# What the task asks
From the entries below, report how many lines contain the string "bare". Give only that number.

# Material for the task
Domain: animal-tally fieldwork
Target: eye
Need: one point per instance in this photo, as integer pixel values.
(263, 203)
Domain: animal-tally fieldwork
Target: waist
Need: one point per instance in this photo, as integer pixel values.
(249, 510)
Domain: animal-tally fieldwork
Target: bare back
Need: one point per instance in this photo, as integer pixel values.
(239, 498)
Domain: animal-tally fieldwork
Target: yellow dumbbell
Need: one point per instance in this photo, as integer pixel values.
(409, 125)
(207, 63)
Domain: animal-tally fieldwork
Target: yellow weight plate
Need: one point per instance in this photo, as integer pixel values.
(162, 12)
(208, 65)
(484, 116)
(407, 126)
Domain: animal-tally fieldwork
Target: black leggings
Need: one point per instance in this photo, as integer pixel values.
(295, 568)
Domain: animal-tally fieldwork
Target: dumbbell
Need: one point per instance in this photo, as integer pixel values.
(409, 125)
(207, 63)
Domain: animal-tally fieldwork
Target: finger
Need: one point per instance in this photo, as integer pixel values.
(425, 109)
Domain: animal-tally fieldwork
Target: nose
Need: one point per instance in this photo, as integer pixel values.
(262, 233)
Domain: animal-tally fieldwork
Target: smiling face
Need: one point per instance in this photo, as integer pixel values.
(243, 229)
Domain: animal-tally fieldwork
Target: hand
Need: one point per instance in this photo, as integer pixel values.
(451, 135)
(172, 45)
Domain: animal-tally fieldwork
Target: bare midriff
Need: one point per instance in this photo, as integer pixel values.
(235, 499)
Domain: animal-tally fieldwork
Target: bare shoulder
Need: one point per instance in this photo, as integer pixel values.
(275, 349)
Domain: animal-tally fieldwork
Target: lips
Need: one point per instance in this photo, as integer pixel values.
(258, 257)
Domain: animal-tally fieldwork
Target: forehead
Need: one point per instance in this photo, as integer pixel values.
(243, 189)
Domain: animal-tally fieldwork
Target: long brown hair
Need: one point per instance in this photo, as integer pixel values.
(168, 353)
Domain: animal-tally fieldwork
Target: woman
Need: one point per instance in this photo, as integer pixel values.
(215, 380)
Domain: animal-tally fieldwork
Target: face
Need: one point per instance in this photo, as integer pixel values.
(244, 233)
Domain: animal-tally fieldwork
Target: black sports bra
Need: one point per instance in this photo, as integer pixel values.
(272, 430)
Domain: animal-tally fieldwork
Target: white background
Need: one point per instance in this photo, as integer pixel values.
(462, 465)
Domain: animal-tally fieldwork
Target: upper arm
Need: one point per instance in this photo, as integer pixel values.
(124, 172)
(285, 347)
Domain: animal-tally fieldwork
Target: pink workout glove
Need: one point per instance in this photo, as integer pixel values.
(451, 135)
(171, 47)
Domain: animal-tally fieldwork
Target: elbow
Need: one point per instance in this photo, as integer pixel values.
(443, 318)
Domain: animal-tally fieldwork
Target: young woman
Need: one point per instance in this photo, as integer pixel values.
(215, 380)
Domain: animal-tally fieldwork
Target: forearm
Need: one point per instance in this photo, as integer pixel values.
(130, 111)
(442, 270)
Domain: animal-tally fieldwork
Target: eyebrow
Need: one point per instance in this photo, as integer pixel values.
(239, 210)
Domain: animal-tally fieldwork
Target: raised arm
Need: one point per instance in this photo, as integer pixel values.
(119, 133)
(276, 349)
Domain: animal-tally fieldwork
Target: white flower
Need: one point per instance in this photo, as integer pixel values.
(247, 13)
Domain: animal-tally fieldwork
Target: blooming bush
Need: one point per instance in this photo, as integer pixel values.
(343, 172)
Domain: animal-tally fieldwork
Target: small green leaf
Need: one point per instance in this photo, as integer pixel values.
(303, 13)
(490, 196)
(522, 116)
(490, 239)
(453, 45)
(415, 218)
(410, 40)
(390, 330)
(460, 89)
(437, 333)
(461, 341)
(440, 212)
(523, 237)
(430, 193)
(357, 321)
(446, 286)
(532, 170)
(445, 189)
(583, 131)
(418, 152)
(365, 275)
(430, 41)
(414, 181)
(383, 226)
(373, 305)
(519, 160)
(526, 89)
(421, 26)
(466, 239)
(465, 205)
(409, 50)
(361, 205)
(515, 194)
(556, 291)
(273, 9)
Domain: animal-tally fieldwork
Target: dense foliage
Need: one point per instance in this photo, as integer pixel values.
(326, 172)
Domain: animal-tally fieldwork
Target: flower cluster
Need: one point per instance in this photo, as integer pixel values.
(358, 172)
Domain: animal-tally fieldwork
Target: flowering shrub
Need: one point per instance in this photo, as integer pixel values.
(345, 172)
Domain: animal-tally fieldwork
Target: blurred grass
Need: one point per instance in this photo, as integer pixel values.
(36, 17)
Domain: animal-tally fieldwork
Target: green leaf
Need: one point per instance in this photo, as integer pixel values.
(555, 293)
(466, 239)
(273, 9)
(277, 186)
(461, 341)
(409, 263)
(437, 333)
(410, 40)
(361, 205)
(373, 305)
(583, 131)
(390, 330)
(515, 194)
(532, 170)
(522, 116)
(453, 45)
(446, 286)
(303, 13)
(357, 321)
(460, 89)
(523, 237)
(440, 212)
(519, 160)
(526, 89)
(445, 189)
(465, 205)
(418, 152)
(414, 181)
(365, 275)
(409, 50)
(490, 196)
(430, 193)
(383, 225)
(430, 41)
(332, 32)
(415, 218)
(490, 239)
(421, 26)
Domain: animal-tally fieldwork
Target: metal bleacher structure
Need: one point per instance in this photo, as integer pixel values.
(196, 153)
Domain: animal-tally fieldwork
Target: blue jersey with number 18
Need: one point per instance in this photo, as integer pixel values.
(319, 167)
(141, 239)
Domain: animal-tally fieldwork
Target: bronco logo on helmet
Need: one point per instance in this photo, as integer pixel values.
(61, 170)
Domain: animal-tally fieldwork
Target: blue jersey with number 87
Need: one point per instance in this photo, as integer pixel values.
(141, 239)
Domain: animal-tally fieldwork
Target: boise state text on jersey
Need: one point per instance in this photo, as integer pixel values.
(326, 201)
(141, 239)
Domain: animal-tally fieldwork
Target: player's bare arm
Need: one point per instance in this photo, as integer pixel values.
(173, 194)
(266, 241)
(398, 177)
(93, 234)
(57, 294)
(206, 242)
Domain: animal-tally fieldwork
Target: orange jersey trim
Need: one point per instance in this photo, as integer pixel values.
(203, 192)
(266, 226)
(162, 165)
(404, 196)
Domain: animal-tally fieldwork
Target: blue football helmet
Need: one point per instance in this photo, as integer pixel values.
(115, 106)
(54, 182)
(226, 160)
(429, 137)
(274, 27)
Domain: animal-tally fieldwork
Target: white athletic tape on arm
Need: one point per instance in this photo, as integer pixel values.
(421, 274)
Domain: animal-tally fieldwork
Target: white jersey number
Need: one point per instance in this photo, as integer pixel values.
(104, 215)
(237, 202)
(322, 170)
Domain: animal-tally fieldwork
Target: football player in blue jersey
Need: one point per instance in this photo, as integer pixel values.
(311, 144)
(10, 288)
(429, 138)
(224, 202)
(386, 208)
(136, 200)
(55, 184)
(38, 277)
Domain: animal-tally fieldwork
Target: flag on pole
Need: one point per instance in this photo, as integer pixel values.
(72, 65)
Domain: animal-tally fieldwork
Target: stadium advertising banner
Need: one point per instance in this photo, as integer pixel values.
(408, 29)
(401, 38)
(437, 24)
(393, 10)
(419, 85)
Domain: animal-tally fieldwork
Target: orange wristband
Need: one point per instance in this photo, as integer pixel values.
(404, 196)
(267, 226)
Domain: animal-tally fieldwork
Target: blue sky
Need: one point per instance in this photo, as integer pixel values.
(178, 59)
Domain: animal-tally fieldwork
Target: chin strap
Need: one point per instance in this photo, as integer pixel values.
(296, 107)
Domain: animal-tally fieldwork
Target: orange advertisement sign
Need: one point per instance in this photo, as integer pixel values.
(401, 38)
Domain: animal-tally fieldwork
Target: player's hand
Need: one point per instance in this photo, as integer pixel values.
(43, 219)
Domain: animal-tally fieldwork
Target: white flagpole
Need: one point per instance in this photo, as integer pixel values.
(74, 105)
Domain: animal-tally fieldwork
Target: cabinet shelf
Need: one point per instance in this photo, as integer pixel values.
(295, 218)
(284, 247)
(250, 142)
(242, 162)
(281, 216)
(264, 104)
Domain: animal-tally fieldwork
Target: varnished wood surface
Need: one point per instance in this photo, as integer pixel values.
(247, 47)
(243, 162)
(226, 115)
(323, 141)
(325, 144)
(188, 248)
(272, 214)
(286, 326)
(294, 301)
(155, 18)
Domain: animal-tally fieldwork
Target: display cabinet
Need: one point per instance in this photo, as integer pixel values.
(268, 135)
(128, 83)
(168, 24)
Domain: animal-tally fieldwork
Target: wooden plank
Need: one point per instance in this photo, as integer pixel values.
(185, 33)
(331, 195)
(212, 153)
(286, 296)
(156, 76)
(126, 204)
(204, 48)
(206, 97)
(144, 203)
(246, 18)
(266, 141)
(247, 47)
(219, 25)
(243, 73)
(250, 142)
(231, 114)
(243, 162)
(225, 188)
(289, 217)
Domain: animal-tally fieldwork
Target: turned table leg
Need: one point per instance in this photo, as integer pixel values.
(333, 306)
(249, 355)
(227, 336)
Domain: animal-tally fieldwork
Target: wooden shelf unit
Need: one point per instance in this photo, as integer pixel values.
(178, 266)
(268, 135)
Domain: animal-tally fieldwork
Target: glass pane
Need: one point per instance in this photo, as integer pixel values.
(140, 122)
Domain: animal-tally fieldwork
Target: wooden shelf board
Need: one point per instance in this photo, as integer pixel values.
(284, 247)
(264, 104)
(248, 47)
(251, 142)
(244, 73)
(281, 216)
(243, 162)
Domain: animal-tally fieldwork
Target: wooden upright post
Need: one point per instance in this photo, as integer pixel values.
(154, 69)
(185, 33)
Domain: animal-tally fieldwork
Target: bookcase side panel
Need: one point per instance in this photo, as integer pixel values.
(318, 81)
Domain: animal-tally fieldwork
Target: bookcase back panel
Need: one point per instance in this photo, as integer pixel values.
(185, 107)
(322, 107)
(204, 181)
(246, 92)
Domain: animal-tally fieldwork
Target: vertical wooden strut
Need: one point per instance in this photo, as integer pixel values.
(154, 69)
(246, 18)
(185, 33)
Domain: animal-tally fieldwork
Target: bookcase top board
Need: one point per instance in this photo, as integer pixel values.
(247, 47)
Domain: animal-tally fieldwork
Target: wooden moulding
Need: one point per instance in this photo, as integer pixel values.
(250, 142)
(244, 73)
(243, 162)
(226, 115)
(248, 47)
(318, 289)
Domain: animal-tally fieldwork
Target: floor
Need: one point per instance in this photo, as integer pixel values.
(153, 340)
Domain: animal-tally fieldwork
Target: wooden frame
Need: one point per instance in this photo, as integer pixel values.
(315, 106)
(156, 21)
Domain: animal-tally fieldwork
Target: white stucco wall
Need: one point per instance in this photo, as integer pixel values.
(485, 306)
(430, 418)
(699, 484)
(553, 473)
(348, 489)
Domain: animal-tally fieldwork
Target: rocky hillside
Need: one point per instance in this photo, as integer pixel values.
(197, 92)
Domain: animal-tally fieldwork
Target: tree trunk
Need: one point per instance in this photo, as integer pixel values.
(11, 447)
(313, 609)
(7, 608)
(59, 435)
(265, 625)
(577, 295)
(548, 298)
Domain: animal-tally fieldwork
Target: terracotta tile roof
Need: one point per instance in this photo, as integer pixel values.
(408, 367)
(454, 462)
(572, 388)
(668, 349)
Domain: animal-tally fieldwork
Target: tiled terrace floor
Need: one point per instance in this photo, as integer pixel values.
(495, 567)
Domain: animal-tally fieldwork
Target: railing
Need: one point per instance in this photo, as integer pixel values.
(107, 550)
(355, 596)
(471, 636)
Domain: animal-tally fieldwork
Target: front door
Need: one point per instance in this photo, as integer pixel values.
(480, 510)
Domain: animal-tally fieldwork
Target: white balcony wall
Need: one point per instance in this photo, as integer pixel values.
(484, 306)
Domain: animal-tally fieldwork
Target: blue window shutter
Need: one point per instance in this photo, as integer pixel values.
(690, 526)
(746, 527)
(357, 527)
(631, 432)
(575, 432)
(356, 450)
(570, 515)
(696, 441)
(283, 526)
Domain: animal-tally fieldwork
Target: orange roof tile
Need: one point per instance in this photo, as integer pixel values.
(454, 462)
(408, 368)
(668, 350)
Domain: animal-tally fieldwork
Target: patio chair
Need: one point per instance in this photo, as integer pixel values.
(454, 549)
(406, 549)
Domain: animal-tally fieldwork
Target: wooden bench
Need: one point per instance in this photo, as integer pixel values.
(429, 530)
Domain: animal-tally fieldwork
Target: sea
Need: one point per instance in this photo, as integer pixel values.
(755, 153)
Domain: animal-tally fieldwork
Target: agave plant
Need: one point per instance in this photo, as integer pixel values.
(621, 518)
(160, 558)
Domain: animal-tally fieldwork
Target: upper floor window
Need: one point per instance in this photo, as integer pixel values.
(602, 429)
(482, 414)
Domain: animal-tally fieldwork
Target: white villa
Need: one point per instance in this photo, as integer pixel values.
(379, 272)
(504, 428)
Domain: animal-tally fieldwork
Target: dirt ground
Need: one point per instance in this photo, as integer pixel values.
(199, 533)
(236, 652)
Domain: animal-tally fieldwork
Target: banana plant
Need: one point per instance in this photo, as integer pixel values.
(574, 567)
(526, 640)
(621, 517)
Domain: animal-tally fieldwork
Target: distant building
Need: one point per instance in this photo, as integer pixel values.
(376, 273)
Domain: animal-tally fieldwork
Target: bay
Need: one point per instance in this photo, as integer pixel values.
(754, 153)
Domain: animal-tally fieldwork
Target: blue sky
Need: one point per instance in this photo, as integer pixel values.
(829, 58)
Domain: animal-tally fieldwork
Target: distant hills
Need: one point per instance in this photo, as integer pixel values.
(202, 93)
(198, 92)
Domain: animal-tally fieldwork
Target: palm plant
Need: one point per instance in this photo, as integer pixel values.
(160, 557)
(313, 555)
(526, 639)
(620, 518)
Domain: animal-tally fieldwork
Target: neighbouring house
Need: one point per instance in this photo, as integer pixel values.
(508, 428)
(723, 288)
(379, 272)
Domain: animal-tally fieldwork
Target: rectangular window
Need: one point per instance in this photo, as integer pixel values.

# Answer area
4